### EXCERPTED TEXT:
——
Skip to content
This repository has been archived by the owner on Mar 4, 2021. It is now read-only.

Unable to perform SSH cases - HTTP 401 being returned from a wrong region #285

Open
VinnieGogniti opened this issue Dec 13, 2016 · 26 comments

Comments

@VinnieGogniti
Copy link

Hello Everyone,

I've been stuck with this issue for a week now. I've looked around all the threads related to this issue and apparently it's an open issue and there is no definitive solution yet.

The issue is - even though I have the region to use (in my client config) is "us-west-2", my SSH cases are failing with a HTTP 401 at a wrong region.
I scanned through the entire code and replaced all the "us-east-1" references to "us-west-2", but still I'm unable to get around this issue. I believe the code as got to be making an AWS SDK call to fetch the current region via API and somehow getting "us-east-1" retuned and overrides my config.
This has absolutely baffled me for days now.

Please, anyone who had resolved this earlier or can think of a better solution, help me resolve this. Following is the error log. Thank you!

2016-12-13 05:24:05.356 - INFO BasicChaosInstanceSelector - [BasicChaosInstanceSelector.java:65] Randomly selecting 2 from 2 instances, excluding null
2016-12-13 05:24:07.084 - WARN ChaosInstance - [ChaosInstance.java:105] Error making SSH connection to instance
org.jclouds.rest.AuthorizationException: POST https://ec2.us-east-1.amazonaws.com/ HTTP/1.1 -> HTTP/1.1 401 Unauthorized
.
.
.
.
2016-12-13 05:24:07.089 - WARN ScriptChaosType - [ScriptChaosType.java:61] Strategy disabled because SSH credentials failed
2016-12-13 05:24:07.089 - WARN BasicChaosMonkey - [BasicChaosMonkey.java:124] No chaos type was applicable to the instance: i-009863xxxxxx
2016-12-13 05:24:07.205 - WARN ChaosInstance - [ChaosInstance.java:105] Error making SSH connection to instance
org.jclouds.rest.AuthorizationException: POST https://ec2.us-east-1.amazonaws.com/ HTTP/1.1 -> HTTP/1.1 401 Unauthorized
at org.jclouds.aws.handlers.ParseAWSErrorFromXmlContent.refineException(ParseAWSErrorFromXmlContent.java:122)

@ebukoski
Copy link
Contributor

ebukoski commented Dec 13, 2016 via email

@VinnieGogniti
Copy link
Author

VinnieGogniti commented Dec 13, 2016 via email

@ebukoski
Copy link
Contributor

ebukoski commented Dec 13, 2016 via email

@VinnieGogniti
Copy link
Author

VinnieGogniti commented Dec 13, 2016

Thanks for responding. I did replace that part (and everywhere else it's hardcoded too), but it still doesn't appear to work. Here is how I have it set in my code.
——
### GOAL:
Resume the GitHub issue thread about SSH cases failing with HTTP 401 from the wrong AWS region, picking up after its last sentence. The records have nothing to do with this.

(Rows from a box-labeling dataset)
——
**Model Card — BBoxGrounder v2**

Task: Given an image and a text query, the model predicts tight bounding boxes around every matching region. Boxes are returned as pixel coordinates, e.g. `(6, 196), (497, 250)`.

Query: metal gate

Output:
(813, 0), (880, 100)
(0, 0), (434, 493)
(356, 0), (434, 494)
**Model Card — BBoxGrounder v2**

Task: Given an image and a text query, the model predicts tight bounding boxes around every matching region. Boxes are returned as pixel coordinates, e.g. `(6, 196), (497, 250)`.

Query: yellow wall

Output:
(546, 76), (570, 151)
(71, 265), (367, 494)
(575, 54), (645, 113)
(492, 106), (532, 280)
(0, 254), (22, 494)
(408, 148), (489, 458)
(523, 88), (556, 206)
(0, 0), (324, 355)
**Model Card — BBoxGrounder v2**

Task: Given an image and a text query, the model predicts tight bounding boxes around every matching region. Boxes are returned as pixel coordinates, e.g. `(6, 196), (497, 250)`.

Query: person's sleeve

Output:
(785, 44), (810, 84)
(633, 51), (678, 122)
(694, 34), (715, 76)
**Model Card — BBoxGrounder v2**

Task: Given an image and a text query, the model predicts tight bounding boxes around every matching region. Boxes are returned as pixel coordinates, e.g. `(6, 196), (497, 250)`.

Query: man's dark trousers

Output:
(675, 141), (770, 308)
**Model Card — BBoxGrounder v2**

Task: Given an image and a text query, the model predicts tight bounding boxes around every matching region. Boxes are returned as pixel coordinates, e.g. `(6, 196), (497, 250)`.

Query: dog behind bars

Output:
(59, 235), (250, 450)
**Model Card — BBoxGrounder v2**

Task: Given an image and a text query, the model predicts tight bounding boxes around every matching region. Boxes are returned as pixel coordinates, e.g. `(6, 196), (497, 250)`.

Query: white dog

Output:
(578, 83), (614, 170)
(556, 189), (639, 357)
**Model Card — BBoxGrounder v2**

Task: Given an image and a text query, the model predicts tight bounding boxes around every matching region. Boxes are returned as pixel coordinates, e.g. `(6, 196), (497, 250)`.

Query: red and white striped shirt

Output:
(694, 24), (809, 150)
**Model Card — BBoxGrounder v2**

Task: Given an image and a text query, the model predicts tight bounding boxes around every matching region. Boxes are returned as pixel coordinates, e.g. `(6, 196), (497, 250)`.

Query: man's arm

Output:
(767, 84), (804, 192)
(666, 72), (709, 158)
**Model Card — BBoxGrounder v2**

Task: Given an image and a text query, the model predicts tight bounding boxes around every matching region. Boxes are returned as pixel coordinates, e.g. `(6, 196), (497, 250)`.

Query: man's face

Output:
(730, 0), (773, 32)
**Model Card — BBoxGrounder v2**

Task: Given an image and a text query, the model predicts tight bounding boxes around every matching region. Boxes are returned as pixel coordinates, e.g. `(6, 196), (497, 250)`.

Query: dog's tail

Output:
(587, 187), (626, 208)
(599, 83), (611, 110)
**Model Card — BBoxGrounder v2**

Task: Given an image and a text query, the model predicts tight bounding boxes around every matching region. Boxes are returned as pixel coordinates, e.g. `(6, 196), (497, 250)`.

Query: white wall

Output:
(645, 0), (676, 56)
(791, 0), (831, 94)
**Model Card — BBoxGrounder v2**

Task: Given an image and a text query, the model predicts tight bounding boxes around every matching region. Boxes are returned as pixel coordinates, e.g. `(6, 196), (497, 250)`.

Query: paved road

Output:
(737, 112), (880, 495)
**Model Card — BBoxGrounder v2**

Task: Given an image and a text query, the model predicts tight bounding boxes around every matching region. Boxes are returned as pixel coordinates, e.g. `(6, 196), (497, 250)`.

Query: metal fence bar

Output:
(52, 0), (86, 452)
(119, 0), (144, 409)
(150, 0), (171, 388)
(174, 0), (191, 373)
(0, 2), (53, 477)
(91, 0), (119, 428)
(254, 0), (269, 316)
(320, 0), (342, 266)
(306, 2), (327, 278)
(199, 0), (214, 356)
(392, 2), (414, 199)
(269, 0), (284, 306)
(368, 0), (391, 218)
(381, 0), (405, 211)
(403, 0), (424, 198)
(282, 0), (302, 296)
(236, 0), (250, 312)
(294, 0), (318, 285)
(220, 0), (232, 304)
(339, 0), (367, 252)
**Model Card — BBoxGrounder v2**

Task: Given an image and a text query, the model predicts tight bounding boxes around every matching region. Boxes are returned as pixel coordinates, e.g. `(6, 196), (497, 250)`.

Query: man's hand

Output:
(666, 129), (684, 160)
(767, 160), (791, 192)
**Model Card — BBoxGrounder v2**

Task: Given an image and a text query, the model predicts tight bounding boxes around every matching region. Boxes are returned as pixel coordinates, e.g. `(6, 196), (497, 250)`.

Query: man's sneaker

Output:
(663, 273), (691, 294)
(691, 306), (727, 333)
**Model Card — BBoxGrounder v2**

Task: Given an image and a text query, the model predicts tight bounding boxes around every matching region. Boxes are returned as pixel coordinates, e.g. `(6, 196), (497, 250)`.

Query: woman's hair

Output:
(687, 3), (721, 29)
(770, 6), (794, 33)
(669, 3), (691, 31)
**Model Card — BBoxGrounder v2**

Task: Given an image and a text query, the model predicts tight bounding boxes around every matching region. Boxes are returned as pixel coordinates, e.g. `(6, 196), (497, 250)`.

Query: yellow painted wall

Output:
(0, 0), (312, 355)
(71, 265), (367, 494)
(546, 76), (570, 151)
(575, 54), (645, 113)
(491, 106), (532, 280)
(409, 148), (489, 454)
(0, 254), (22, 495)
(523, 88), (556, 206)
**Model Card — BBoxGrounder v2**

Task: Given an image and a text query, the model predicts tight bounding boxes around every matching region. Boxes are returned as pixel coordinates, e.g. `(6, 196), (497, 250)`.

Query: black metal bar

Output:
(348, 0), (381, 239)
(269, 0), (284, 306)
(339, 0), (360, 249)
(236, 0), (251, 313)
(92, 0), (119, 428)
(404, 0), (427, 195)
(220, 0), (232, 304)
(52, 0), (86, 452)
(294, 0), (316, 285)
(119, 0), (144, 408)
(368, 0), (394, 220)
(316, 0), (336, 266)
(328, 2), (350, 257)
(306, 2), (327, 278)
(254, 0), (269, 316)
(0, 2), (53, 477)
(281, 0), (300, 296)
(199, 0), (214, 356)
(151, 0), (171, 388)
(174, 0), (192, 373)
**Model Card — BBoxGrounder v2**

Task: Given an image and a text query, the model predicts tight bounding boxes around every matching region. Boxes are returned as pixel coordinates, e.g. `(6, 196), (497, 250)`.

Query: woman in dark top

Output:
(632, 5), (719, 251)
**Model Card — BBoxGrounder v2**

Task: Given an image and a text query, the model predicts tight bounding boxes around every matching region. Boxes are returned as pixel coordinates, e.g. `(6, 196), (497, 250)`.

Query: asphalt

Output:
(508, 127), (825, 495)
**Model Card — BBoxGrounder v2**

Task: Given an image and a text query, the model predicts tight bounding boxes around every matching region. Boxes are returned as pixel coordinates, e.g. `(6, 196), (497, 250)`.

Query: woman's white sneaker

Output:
——
### EXERCISE ANSWER:
String defaultRegion = "us-west-2";
Region currentRegion = Regions.getCurrentRegion();

if (currentRegion != null) {
   //  defaultRegion = currentRegion.getName();
   defaultRegion = "us-west-2";
}

region = config.getStrOrElse("simianarmy.client.aws.region", defaultRegion);
GLOBAL_OWNER_TAGKEY = config.getStrOrElse("simianarmy.tags.owner", "owner");

===========================================================================
And of course, I didn't overlook the property that deals with region in client config. It is set for us-west-2 and it does get consumed by chaos monkey. I see that it fetches all the available auto-scaling groups in the west region and gets as far as to picking an instance randomly (in the specified ASG) to SSH into. But that's where it gets thrown a HTTP 401 from the east region, as you can see in the log in my first post.

simianarmy.client.aws.region = us-west-2

@VinnieGogniti
Copy link
Author

VinnieGogniti commented Dec 13, 2016

@ebukoski I somehow feel that this is the particular piece of code that deals with the construction of ec2 client end-point - ec2.us-east-1.amazonaws.com, the one that was thrown in the HTTP 401 error. Please review and let me know your thoughts.
https://github.com/Netflix/SimianArmy/blob/master/src/main/java/com/netflix/simianarmy/client/aws/AWSClient.java#L215

Error log:
org.jclouds.rest.AuthorizationException: POST https://ec2.us-east-1.amazonaws.com/ HTTP/1.1 -> HTTP/1.1 401 Unauthorized
.
.
.
2016-12-13 05:24:07.089 - WARN ScriptChaosType - [ScriptChaosType.java:61] Strategy disabled because SSH credentials failed
2016-12-13 05:24:07.089 - WARN BasicChaosMonkey - [BasicChaosMonkey.java:124] No chaos type was applicable to the instance: i-009863xxxxxx
2016-12-13 05:24:07.205 - WARN ChaosInstance - [ChaosInstance.java:105] Error making SSH connection to instance
org.jclouds.rest.AuthorizationException: POST https://ec2.us-east-1.amazonaws.com/ HTTP/1.1 -> HTTP/1.1 401 Unauthorized

@VinnieGogniti
Copy link
Author

I am wiling to pay a reasonable amount for anyone who can fix this.

@jsuh555
Copy link

jsuh555 commented Dec 14, 2016

I'm having the same problem, but I get
Caused by: org.jclouds.http.HttpResponseException: request: POST https://ec2.us-east-1.amazonaws.com/ HTTP/1.1 [Action=DescribeRegions] failed with response: HTTP/1.1 401 Unauthorized

I'm trying to see if there is something wrong with my IAM user or role permissions.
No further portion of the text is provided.